◆ PAGE EXTRACT

Night Train says, “What do you do when your family has created the alphabet? You look for the twenty-seventh letter.”
Mike continues, “When grandfather died—great-grandfather to Night Train—Gracie [his wife] got fourteen sets of silver. He was the most beloved man in Major League Baseball. It shaped my dad. But my dad looked at him and said, ‘He always wears a stiff-collared shirt with a tie? Okay, I’m going to go in a different direction.’ I left that night at Chances R feeling like the dumbest person in the world with my myopic view. Until you see the light it’s suffering in the way nobody has suffered before.”
Night Train was hired by the Chicago White Sox in 2010 as a group sales executive. The 2010 White Sox finished in second place with an 88-74 record under manager Ozzie Guillen. In 2014 Night Train became the White Sox manager of marketing and fan engagement, then left the club in 2016. He holds an MBA in Sports Marketing from Northwestern University and Bachelor of Science in Business Administration and Management from the College of Charleston in South Carolina.
Night Train is a child from Mike’s first marriage. Veeck and his then-wife Jo came up with the name en route to a Jimmy Buffett concert at the old Miami Arena. Jo passed away from cancer in 2006 when Night Train was nineteen years old. She was fifty.

◆ TRY IT
Reproduce word for word the section of the passage about Night Train Veeck starting with "Night Train was hired" and going on through "in South Carolina.".

◆ DATASET
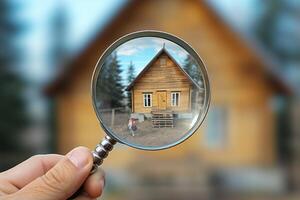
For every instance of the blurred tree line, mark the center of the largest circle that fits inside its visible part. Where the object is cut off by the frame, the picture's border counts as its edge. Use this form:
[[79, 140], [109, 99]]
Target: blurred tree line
[[13, 112]]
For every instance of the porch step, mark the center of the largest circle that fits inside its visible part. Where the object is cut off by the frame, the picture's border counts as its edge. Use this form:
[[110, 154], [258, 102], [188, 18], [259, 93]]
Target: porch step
[[162, 119]]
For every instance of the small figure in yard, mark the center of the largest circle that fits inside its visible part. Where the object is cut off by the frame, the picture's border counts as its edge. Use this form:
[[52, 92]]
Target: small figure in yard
[[132, 126]]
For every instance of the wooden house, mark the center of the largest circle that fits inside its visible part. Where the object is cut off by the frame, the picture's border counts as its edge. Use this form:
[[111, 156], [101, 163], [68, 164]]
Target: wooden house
[[240, 128], [162, 85]]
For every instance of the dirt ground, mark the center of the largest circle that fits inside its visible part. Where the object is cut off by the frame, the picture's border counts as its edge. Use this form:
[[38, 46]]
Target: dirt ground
[[146, 135]]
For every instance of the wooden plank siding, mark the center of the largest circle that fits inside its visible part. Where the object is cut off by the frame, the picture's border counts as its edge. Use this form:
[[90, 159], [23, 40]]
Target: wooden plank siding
[[157, 78]]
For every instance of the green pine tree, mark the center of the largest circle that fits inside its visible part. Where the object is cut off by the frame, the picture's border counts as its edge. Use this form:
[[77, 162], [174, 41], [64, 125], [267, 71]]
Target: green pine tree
[[110, 89], [192, 69]]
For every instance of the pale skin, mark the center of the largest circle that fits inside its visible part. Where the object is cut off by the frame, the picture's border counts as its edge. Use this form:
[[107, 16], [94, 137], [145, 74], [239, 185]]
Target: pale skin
[[53, 177]]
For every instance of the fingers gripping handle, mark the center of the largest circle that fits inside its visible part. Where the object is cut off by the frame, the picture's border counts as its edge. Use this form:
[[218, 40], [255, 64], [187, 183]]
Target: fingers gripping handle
[[101, 151]]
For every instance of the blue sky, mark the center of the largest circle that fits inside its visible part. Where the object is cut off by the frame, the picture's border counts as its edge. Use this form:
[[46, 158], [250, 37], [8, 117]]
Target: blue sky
[[140, 51]]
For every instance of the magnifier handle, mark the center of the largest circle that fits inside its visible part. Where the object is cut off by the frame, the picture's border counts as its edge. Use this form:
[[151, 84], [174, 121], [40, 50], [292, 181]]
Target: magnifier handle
[[99, 154]]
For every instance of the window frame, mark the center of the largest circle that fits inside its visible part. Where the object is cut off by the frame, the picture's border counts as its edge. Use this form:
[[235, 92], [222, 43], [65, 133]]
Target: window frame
[[148, 96], [177, 104]]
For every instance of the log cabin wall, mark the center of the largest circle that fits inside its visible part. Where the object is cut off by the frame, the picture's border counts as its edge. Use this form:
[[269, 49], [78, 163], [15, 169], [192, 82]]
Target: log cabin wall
[[162, 78]]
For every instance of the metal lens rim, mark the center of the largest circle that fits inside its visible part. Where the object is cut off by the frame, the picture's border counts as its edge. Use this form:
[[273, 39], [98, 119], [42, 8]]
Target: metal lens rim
[[174, 39]]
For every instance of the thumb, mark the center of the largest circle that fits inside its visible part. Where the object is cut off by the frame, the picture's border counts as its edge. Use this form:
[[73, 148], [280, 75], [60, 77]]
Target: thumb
[[63, 179]]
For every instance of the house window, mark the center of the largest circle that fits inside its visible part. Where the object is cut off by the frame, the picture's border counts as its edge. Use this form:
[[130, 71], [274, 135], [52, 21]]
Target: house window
[[175, 97], [147, 99], [215, 135], [163, 62]]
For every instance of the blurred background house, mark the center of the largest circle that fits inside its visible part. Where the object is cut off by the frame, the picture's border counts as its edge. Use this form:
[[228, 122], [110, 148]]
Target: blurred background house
[[248, 145]]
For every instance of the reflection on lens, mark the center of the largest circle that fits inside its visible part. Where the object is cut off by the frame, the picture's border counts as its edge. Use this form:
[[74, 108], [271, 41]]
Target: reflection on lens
[[149, 92]]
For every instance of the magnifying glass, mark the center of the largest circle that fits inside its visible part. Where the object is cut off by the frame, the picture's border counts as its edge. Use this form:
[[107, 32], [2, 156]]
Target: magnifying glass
[[150, 91]]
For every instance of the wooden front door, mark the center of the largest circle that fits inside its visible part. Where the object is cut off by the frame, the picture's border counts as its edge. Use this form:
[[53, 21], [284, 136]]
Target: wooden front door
[[162, 100]]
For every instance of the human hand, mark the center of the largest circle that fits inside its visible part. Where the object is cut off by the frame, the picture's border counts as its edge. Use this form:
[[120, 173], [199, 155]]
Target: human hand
[[52, 177]]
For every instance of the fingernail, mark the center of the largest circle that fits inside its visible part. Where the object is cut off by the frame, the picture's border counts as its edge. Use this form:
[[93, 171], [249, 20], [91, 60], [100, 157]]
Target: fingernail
[[78, 157], [102, 184]]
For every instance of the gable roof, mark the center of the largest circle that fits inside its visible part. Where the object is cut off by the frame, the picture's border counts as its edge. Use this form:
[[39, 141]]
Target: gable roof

◆ RESULT OF THIS TASK
Night Train was hired by the Chicago White Sox in 2010 as a group sales executive. The 2010 White Sox finished in second place with an 88-74 record under manager Ozzie Guillen. In 2014 Night Train became the White Sox manager of marketing and fan engagement, then left the club in 2016. He holds an MBA in Sports Marketing from Northwestern University and Bachelor of Science in Business Administration and Management from the College of Charleston in South Carolina.